#### Text for analysis
----------------
By Eric Mayne / The Detroit News

The number of U.S. cars and light trucks recalled rose for a second consecutive year in 2003 even as studies show that overall vehicle and engineering quality has never been better.

Last year, automakers recalled 19.5 million cars and trucks — or 8 percent of all light vehicles in use. The number of recalls issued by automakers also is rising again — reaching 529 in 2003, up from 436 in 2002 and just below the record 541 recalls in 2000, government figures show. In 1990, there were 208 recalls industry-wide.

Experts blame the proliferation on a convergence of issues, including tougher federal reporting requirements, wider use of glitch-prone computers, an ongoing shift to electrical controls from mechanical devices, and a proliferation of new model launches.

But some critics contend automakers and their suppliers are cutting corners to save money in the rush to bring cars and trucks to market faster.

“A large number of recalls is not good, no matter how you cut it,” said Clarence Ditlow, director of the Center for Auto Safety in Washington.

Automakers, on the other hand, said recalls aren’t an accurate quality barometer. They are, however, an indicator of increasing product complexity and advancements in detection, automakers say.

“A typical car from the ‘70s had crank windows and didn’t have air bags — there’s a whole litany of things that have a potential to malfunction. What we’re able to do is spot them earlier,” said Eron Shosteck, spokesman for the Alliance of Automobile Manufacturers Association. “There’s now more computing power in the average car than the Apollo lunar module.”

General Motors Corp. accounted for 7.4 million — or 38 percent — of the 19.5 million vehicles recalled in 2003. GM recalled 4.6 million vehicles in 2002, according to an analysis of National Highway Traffic Safety Administration data.

Toyota Motor Co.p. cut the number of vehicles recalled by 58 percent to 212,252 in 2003 from 496,213 in 2002.

Ford Motor Corp., with 3.4 million vehicles recalled, and DaimlerChrysler AG’s Chrysler Group, with 2.1 million vehicles recalled, gave Detroit automakers a disproportionately high share of the vehicles recalled industry-wide in 2003.

Many factors can trigger a recall.
----------------
#### Information
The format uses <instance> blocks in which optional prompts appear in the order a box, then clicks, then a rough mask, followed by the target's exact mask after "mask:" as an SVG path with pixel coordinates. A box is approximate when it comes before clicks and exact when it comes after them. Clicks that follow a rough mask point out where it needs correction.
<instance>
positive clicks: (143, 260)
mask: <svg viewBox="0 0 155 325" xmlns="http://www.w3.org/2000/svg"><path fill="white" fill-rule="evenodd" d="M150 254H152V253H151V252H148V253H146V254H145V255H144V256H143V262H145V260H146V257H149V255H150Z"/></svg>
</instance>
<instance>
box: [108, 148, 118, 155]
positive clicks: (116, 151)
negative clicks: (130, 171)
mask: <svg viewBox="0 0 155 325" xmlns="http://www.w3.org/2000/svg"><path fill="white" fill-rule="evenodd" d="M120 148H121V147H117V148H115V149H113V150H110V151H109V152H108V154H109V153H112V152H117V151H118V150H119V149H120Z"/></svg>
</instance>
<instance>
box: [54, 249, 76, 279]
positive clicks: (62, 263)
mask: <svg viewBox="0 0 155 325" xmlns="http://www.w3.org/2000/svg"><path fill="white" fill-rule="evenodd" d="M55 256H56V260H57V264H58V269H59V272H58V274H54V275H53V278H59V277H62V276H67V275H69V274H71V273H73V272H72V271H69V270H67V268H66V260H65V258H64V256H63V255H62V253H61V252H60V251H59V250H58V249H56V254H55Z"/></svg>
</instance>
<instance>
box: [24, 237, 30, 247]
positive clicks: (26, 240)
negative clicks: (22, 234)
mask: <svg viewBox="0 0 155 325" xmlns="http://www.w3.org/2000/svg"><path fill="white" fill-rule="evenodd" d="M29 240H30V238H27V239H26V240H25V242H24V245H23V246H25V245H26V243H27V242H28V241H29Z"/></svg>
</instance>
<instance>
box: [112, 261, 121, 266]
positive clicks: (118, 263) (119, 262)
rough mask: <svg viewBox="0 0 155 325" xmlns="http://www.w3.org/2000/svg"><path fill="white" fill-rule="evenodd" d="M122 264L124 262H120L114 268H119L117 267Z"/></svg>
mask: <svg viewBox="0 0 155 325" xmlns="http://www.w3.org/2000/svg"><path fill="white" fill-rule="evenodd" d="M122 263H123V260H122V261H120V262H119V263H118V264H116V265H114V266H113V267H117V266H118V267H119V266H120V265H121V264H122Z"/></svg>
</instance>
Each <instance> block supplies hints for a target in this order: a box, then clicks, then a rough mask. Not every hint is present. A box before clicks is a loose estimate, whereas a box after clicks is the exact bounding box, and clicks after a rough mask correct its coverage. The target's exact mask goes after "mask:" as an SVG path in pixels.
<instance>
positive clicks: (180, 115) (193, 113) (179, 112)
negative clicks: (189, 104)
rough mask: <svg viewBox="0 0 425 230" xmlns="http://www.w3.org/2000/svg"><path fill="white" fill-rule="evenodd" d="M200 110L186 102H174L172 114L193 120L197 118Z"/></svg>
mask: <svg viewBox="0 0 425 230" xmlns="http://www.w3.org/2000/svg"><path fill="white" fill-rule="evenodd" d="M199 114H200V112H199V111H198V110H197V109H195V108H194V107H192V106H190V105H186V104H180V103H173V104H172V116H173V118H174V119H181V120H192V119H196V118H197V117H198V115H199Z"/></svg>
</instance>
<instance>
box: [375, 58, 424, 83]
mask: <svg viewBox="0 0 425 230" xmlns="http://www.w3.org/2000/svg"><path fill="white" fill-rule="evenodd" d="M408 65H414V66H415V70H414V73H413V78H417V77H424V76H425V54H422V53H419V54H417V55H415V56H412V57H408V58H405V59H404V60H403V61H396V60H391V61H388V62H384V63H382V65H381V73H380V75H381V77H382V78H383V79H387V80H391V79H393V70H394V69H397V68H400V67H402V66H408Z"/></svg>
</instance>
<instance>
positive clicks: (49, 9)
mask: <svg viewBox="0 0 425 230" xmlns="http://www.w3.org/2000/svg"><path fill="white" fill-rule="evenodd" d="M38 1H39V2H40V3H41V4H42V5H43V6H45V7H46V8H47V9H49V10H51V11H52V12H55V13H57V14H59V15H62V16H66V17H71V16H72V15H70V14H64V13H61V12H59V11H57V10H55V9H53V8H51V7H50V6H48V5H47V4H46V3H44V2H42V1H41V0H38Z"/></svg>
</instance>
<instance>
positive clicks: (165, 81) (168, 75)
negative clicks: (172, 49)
----------------
#### What you need to do
a – Answer from the article on vehicle recalls:
(i) How many recalls did automakers issue in 2003?
(ii) How many vehicles did General Motors recall in 2002?
(iii) Who is the director of the Center for Auto Safety?
b – Print the stretch of the article on vehicle recalls from "But some critics" through "Safety in Washington.".
The records play no part in this work.

#### Responses by item number
a –
(i) 529
(ii) 4.6 million
(iii) Clarence Ditlow

b –
But some critics contend automakers and their suppliers are cutting corners to save money in the rush to bring cars and trucks to market faster.

“A large number of recalls is not good, no matter how you cut it,” said Clarence Ditlow, director of the Center for Auto Safety in Washington.